Tasks to carry out =
(1) Reproduce the portion of the radar interference passage starting with "The target signal acquisition unit 30 may" and going on through "the time shifter 23.".
(2) Answer these questions from the radar interference passage:
(a) In one embodiment, what kind of filter may the (1-1)-th filter 21 be provided as?
(b) How does the target signal acquisition unit 30 obtain a target signal from which the interference signal has been canceled?
(c) What may the memory 50 store?

Text to read =
..............................

To this end, the apparatus for processing interference signal of the automotive radar 1 includes the (1-1)-th filter 21 and the (1-2)-th filter 22.

The (1-1)-th filter 21 may be connected to the main mixer 15 and output the (1-1)-th received signal by filtering the external signal in accordance with a preset bandwidth. In one embodiment, the (1-1)-th filter 21 may be provided as a low pass filter (LPF).

The (1-2)-th filter 22 may be connected to the additional mixer 16 and output the (1-2)-th received signal by filtering the interference signal received from the additional mixer 16 in accordance with a preset bandwidth. In one embodiment, the (1-2)-th filter 22 may be provided as a low pass filter (LPF).

The signal processor 20 may include a time shifter 23. Here, the time shifter 23 may shift the interference signal of the sub-receiver 12 on the time axis on the basis of the time difference between the interference signals of the sub-receiver 12 and the main receiver 11.

The target signal acquisition unit 30 may obtain a target signal from which the interference signal has been canceled by subtracting the (1-2)-th received signal from the (1-1)-th received signal.

As described above, in the first embodiment, the main receiver 11 and the sub-receiver 12 share the antenna 13 in hardware for interference signal processing, one receiver (main receiver 11) includes two mixers 15 and 16, and a signal is subtracted through only the time shifter 23.

Furthermore, the apparatus for processing interference signal of the automotive radar 1 according to the first embodiment of the present disclosure may include a memory 50 and a processor 55.

The memory 50 may store an interference signal processing program 50′ and information necessary to execute the interference signal processing program 50′.

In one embodiment of the present disclosure, the interference signal processing program 50′ may refer to software including instructions programmed to process an automotive radar interference signal processing method. In particular, the interference signal processing program 50′ may include instructions for executing the functions of the signal processor 20 and the target signal acquisition unit 30 described above.

The processor 55 may overall control the operation of the apparatus for processing interference signal of automotive radar.

The processor 55 may load the interference signal processing program 50′ and the information necessary to execute the interference signal processing program 50′ from the memory 50 in order to execute the interference signal processing program 50′.

..............................

Dataset =

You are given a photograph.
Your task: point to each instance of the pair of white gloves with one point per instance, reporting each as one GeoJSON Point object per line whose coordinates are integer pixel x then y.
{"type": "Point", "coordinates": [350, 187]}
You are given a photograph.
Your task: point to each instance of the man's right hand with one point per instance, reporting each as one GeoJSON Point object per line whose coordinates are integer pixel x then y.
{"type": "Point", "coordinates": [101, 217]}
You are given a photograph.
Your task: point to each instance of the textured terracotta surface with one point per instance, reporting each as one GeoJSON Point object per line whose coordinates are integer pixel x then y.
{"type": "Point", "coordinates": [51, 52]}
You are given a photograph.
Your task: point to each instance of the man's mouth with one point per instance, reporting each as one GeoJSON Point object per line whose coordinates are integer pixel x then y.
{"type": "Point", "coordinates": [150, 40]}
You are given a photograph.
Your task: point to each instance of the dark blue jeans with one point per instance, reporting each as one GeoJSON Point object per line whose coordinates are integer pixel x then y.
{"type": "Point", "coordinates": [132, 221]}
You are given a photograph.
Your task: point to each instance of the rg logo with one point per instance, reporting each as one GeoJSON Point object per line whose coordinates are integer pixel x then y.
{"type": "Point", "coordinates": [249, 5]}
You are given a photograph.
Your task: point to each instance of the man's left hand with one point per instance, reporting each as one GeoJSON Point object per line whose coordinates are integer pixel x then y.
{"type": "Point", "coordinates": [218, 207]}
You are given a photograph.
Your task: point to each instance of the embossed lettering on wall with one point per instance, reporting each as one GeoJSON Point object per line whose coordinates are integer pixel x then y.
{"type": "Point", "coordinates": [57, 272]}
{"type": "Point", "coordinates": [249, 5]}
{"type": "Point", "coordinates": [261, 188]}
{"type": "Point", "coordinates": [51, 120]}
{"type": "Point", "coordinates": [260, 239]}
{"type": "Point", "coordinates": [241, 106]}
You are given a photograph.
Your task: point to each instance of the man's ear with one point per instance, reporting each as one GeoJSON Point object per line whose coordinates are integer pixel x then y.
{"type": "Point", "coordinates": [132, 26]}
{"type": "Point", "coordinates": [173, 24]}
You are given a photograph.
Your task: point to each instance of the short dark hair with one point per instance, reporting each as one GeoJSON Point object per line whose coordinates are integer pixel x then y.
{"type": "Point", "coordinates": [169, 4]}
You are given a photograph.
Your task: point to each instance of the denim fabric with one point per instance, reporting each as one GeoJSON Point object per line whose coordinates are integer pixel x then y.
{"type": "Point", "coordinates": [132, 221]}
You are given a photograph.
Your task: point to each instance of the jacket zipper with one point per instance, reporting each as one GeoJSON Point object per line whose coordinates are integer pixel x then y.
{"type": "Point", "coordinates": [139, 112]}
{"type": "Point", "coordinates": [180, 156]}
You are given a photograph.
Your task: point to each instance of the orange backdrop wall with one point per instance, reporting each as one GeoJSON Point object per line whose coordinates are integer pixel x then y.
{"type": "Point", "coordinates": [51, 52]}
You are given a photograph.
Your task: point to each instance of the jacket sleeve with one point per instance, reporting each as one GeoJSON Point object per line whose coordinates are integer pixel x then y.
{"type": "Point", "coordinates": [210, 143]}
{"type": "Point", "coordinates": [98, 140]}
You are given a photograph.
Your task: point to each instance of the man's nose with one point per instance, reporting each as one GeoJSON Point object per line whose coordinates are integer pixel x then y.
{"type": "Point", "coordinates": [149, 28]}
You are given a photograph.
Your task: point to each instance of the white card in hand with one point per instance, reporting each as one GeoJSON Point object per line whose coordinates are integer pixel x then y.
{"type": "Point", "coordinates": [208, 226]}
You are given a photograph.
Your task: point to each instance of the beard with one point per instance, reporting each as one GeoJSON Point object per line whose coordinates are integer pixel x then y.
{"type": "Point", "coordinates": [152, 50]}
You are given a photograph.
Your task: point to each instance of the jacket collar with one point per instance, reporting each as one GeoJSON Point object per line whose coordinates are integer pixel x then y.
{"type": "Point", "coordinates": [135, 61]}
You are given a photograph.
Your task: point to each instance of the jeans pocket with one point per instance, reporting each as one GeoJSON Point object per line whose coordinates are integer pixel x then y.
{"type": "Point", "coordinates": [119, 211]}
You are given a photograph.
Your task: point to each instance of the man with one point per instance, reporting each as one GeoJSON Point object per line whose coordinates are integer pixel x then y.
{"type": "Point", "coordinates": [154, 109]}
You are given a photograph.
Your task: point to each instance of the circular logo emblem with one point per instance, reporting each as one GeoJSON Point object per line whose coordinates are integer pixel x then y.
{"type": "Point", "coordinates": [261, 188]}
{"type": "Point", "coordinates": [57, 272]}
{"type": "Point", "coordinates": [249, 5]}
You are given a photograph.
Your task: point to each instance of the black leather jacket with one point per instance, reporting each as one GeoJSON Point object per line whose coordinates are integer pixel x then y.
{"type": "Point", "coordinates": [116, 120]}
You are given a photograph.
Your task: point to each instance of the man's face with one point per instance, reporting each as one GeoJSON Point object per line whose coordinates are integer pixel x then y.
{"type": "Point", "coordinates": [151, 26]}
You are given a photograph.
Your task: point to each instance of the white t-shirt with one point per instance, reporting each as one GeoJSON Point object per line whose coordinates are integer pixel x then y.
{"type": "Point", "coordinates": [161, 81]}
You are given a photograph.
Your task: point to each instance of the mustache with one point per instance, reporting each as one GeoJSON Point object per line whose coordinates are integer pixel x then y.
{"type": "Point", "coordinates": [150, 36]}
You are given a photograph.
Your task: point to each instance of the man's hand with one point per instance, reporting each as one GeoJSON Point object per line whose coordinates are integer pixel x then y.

..............................

Responses to the tasks =
(1)
The target signal acquisition unit 30 may obtain a target signal from which the interference signal has been canceled by subtracting the (1-2)-th received signal from the (1-1)-th received signal.

As described above, in the first embodiment, the main receiver 11 and the sub-receiver 12 share the antenna 13 in hardware for interference signal processing, one receiver (main receiver 11) includes two mixers 15 and 16, and a signal is subtracted through only the time shifter 23.

(2)
(a) A low pass filter (LPF).
(b) By subtracting the (1-2)-th received signal from the (1-1)-th received signal.
(c) An interference signal processing program 50′ and information necessary to execute that program.